Problem description -> The answer must consist of each line below that contains the word "form", copied in full.

Recorded data ->
════════════════
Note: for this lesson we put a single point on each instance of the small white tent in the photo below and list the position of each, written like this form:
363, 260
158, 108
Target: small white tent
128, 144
════════════════
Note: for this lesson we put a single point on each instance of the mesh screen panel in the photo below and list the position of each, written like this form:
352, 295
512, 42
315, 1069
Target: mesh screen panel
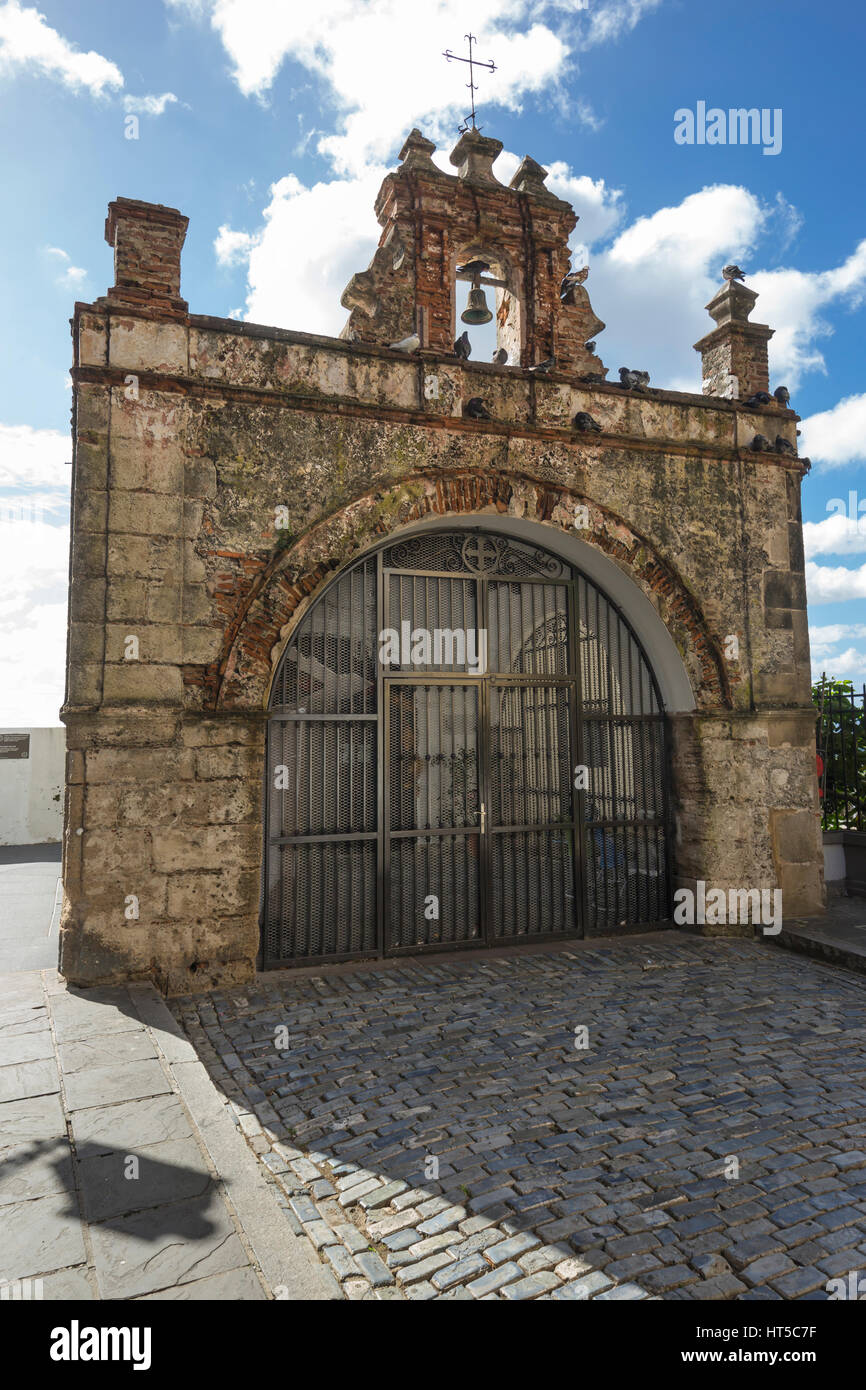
════════════════
Answer below ->
Note: for this lesson we put a single point on each instance of the small white tent in the photo below and list the position of each, written like this form:
Note: for this lesson we put a single point on each instance of the mesh screen panel in the photo below and list the position of each, written like this form:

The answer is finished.